§ **Records**

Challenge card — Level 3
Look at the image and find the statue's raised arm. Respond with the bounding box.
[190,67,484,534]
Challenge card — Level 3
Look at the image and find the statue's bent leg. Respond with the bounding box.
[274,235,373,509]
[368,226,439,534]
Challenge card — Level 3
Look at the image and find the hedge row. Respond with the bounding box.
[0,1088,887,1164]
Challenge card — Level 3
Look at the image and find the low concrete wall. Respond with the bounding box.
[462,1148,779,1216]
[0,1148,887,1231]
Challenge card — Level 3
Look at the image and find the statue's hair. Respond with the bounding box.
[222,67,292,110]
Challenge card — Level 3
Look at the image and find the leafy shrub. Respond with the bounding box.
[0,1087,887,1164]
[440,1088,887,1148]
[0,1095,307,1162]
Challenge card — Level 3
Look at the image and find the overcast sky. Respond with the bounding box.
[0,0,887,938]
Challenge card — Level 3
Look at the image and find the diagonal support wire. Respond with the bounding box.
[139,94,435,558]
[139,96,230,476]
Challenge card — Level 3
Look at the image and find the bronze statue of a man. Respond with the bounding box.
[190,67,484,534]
---
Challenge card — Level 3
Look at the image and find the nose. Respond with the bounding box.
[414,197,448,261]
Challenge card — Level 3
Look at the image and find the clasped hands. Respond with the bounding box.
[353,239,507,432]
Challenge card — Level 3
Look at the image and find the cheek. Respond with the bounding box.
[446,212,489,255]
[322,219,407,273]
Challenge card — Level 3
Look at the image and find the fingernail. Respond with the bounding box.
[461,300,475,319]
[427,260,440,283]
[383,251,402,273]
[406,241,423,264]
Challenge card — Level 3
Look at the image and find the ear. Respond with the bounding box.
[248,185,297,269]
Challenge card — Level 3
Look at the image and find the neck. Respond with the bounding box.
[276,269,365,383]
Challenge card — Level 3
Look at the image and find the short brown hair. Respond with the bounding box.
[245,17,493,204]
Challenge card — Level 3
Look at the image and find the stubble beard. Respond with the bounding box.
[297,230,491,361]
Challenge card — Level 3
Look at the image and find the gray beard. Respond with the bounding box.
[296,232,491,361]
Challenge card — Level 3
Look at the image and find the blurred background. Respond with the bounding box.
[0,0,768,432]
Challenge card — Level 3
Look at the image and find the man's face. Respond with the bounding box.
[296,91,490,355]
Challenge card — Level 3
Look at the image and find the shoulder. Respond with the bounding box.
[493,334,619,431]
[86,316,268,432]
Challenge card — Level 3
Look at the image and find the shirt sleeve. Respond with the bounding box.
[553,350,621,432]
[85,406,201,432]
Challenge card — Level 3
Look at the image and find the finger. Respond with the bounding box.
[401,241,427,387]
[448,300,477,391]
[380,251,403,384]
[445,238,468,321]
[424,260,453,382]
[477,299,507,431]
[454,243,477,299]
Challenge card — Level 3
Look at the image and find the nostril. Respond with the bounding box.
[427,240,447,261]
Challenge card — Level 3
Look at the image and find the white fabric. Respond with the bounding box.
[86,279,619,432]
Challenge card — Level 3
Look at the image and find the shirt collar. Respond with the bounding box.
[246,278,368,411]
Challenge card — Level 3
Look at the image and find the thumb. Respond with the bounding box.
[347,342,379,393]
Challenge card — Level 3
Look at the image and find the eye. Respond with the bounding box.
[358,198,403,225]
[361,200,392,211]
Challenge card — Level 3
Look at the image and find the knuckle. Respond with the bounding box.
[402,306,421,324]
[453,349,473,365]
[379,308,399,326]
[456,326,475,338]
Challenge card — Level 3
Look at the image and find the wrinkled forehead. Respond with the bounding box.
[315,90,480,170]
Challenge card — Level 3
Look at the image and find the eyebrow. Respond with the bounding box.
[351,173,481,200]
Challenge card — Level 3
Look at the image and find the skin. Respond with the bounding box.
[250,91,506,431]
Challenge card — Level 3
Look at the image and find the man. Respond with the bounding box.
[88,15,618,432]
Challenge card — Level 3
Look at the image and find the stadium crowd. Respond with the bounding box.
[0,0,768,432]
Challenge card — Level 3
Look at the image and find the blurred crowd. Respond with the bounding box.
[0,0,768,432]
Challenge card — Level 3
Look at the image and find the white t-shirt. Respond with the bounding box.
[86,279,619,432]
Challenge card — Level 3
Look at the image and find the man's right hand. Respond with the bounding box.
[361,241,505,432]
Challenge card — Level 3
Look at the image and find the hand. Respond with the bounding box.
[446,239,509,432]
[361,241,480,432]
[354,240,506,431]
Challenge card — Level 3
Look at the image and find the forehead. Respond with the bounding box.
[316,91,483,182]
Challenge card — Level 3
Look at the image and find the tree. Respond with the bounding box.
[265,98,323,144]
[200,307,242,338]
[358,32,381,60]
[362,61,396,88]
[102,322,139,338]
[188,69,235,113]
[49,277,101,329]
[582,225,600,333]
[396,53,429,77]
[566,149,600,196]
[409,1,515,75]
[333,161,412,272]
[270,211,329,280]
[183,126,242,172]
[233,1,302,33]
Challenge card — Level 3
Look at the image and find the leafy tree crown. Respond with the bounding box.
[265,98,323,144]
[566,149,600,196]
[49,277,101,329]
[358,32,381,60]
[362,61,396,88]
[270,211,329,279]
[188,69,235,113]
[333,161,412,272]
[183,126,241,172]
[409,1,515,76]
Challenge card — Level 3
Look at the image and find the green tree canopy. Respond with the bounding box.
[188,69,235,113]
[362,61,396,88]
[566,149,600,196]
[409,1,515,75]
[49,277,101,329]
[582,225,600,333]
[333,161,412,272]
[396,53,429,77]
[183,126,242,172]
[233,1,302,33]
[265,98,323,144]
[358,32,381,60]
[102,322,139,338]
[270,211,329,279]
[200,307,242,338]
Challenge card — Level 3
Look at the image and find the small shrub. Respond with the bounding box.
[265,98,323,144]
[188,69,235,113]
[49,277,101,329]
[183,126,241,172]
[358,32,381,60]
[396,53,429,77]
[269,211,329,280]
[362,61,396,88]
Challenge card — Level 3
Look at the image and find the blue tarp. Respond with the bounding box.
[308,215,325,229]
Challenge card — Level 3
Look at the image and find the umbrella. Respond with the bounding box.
...
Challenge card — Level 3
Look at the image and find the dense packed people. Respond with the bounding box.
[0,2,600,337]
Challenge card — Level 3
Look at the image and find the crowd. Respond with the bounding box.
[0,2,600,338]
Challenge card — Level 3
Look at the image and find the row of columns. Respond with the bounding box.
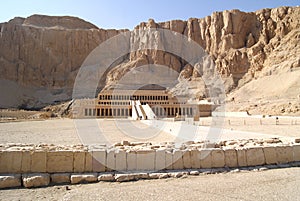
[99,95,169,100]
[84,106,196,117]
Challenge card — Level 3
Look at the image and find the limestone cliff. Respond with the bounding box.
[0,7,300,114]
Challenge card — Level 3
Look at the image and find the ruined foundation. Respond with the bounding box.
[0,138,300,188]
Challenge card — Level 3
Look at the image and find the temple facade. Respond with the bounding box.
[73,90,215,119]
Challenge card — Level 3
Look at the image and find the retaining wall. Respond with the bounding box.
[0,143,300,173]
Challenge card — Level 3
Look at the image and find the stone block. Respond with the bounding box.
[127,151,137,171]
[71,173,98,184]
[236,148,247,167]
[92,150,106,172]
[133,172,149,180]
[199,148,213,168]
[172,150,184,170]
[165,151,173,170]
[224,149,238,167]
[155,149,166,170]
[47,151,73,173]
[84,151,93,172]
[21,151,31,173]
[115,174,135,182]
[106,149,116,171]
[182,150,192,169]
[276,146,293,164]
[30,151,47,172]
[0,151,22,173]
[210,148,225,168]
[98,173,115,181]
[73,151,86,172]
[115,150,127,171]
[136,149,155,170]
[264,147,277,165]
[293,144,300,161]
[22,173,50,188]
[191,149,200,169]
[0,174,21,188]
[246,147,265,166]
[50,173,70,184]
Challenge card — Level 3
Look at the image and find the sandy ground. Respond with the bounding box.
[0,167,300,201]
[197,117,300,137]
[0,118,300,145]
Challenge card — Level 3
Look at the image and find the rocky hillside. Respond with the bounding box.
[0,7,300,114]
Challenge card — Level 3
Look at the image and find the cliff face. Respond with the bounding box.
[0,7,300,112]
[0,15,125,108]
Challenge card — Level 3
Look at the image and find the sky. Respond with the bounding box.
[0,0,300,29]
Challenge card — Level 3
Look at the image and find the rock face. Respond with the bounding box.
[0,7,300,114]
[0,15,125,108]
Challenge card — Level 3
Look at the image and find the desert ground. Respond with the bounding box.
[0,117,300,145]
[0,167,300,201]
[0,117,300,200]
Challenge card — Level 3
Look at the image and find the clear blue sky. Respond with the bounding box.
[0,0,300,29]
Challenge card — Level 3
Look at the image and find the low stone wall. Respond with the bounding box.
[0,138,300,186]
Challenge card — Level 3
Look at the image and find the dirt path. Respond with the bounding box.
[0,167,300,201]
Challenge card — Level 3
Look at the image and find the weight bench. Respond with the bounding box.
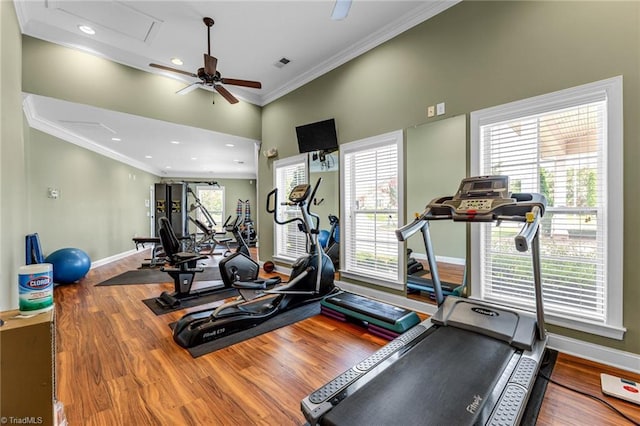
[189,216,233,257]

§ **What to produce**
Count how many lines in the entries above contain the word "tree", treating uppercase and lowercase as different. Reply with the number alone.

§ **Exercise result**
3